#### Data for processing

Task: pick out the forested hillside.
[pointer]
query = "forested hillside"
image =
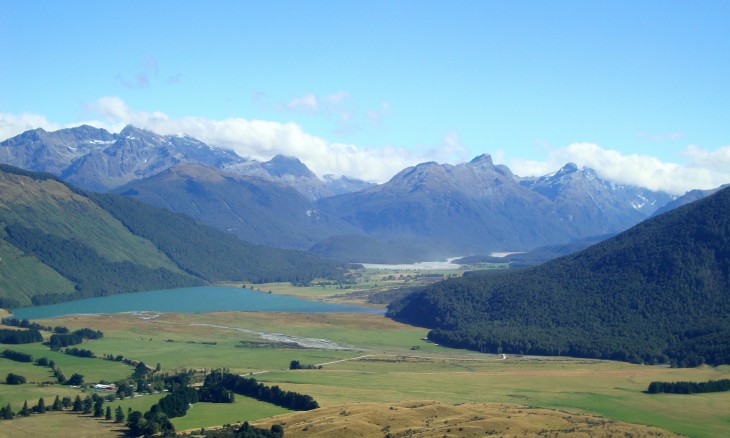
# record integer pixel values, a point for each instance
(59, 243)
(658, 292)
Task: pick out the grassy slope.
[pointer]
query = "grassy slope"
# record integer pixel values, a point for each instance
(432, 419)
(51, 207)
(23, 276)
(54, 209)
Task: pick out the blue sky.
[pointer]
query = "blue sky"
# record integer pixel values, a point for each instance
(640, 91)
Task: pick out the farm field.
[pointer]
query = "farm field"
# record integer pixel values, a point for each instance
(381, 362)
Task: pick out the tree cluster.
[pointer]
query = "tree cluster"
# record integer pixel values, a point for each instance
(8, 336)
(17, 356)
(689, 387)
(79, 352)
(271, 394)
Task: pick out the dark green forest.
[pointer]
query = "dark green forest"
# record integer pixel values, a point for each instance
(657, 293)
(197, 254)
(209, 253)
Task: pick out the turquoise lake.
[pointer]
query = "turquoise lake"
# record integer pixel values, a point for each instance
(188, 300)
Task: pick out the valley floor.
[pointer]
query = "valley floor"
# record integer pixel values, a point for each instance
(387, 368)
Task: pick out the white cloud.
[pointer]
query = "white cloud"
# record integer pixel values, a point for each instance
(261, 139)
(12, 125)
(702, 170)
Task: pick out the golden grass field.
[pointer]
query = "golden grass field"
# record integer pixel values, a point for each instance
(387, 371)
(434, 419)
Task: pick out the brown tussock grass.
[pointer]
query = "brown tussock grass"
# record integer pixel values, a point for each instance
(434, 419)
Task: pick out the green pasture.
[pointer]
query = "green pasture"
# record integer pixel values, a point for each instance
(611, 389)
(215, 414)
(391, 371)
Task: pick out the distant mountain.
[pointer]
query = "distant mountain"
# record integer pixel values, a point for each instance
(94, 159)
(658, 292)
(477, 207)
(429, 211)
(691, 196)
(253, 209)
(53, 152)
(594, 206)
(535, 256)
(59, 243)
(344, 184)
(285, 170)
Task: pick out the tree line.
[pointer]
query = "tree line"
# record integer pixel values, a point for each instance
(689, 387)
(271, 394)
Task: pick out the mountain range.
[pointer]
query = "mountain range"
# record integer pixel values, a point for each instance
(61, 243)
(425, 212)
(656, 293)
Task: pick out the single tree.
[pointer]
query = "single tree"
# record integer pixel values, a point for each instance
(14, 379)
(88, 404)
(25, 412)
(7, 413)
(118, 415)
(78, 405)
(75, 380)
(41, 406)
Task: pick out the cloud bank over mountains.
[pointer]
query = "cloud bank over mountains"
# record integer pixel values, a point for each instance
(262, 139)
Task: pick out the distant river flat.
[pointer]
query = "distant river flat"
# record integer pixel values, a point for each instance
(188, 300)
(420, 266)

########

▶ **What is expected**: Where a line in the entries holds "pasture", copy that line.

▶ **Output of the exercise**:
Task: pick out the green pasture.
query = "green pasture"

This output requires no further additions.